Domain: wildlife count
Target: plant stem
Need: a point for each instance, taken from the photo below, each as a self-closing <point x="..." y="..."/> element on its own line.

---

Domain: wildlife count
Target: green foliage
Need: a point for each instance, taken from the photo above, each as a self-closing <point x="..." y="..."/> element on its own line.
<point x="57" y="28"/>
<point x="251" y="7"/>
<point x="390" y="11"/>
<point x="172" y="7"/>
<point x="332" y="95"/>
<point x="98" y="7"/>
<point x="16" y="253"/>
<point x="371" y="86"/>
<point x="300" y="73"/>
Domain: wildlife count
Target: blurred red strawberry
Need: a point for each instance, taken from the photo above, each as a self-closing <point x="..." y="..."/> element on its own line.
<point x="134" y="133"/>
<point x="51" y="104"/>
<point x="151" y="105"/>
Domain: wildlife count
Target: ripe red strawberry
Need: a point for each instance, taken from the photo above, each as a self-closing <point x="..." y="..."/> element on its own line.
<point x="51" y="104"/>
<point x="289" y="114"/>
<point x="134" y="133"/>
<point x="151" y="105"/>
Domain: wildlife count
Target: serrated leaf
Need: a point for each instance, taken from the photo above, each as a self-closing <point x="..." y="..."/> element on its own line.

--

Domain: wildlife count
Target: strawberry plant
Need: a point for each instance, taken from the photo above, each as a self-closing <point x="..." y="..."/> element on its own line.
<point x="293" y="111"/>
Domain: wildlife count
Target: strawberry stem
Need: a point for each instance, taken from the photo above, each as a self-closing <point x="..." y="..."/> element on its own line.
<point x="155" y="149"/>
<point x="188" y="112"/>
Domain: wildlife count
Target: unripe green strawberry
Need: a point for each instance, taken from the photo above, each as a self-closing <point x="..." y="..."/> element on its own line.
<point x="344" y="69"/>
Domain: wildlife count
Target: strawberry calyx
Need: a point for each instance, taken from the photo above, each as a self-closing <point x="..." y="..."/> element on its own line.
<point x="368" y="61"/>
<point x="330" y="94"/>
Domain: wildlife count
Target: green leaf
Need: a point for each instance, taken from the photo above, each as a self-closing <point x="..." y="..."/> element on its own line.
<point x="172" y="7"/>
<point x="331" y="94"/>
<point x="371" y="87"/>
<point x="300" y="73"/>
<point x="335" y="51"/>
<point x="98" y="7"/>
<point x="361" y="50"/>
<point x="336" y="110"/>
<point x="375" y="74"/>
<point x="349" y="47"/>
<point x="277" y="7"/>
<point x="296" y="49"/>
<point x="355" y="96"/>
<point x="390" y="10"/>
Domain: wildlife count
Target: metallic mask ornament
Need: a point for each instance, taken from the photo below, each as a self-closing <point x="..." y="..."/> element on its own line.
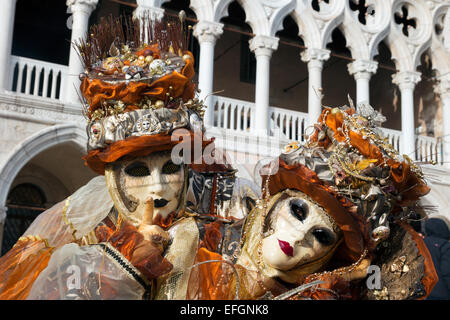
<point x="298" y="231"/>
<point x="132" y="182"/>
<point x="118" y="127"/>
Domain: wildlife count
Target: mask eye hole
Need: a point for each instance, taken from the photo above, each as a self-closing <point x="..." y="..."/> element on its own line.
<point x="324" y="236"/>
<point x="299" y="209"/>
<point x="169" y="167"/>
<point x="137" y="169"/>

• **WHAT TO PRODUCE**
Find each line in the records above that contains the word "mask", and copy those lines in full.

• **RESULT BELOW**
Target: metallic mask ornament
Target: mask eye hole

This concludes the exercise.